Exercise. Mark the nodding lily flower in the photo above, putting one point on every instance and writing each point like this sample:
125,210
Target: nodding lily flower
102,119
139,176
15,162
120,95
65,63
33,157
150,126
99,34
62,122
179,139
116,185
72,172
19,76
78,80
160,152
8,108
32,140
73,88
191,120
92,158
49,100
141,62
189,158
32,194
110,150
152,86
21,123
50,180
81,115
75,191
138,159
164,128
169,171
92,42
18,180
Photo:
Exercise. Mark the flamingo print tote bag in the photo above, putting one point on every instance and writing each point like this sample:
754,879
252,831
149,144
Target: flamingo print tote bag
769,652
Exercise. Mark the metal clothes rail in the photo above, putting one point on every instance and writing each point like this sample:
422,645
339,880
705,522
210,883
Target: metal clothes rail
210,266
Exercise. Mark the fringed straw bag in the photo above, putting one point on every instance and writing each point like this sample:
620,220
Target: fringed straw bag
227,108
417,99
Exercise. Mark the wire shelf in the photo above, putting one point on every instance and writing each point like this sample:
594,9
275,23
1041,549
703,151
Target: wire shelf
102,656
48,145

——

About this task> A verbatim restatement of all the entries above is required.

Solution>
Exercise. Mark the nodding lily flower in the photo above, putting one point on every instance and writing each point like this sample:
125,210
Target: nodding lily flower
102,119
139,176
15,162
120,95
65,63
33,157
150,126
99,34
62,122
179,139
116,185
72,172
19,76
78,80
160,152
8,108
32,140
73,88
191,120
92,158
49,100
141,62
189,158
32,194
110,150
152,86
21,123
50,180
81,115
75,191
138,159
164,128
169,171
92,42
18,180
Photo:
Exercise. Mark the flamingo print tote bag in the photo above, putting one point on every instance and writing each point like this sample:
754,879
252,831
149,144
Target: flamingo print tote bag
769,652
Exercise. Mark the metal clothes rail in the photo above, putting one point on every instance and writing each point like this sample:
422,645
339,880
705,522
210,883
Target: metal clothes rail
210,266
Exercise. Mark the fringed straw bag in the photo above, putting one point on every instance and writing each point like this sample:
620,220
Target: fringed straw bag
227,108
417,99
Exercise. Mark the wire shelf in the photo above, putting one point on every instance and writing each point like this sample:
594,9
275,23
1041,549
703,151
Target: wire shelf
102,656
48,145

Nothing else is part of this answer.